• What you need to do: Reproduce the rows below word for word, beginning at the very first one and ending with the line that contains "Target: dry grass field", including both ends. Give only those lines.

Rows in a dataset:
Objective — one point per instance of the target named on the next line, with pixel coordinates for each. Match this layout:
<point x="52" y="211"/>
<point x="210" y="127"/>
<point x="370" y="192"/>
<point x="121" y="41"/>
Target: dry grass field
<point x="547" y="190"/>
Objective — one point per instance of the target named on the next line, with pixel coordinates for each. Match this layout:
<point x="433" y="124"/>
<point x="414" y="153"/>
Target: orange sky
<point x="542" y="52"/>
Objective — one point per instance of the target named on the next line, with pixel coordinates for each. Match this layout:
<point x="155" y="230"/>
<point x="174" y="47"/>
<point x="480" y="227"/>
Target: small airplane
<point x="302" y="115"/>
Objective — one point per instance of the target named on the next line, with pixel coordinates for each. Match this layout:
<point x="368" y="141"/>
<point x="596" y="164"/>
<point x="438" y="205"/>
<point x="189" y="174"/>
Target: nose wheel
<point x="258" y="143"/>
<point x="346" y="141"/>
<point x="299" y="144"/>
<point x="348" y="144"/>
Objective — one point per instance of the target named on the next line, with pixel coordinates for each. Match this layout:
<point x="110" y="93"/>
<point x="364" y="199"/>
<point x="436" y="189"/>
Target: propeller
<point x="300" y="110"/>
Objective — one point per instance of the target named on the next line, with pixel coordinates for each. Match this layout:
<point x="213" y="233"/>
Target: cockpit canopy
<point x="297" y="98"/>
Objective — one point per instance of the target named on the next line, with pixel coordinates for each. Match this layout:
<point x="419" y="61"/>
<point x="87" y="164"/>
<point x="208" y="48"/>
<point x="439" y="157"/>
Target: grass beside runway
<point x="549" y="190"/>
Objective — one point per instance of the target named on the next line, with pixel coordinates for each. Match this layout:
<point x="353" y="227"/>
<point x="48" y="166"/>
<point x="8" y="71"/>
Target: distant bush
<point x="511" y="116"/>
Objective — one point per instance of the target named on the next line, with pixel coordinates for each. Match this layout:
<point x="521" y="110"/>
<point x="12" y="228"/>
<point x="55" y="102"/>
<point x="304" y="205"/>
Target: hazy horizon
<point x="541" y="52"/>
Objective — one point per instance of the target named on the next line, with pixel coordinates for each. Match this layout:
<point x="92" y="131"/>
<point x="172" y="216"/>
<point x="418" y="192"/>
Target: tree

• Exercise response:
Objective — one point per instance of the target named on the next line, with pixel coordinates for each. Match this layout:
<point x="52" y="211"/>
<point x="210" y="127"/>
<point x="370" y="192"/>
<point x="121" y="41"/>
Target: dry grass field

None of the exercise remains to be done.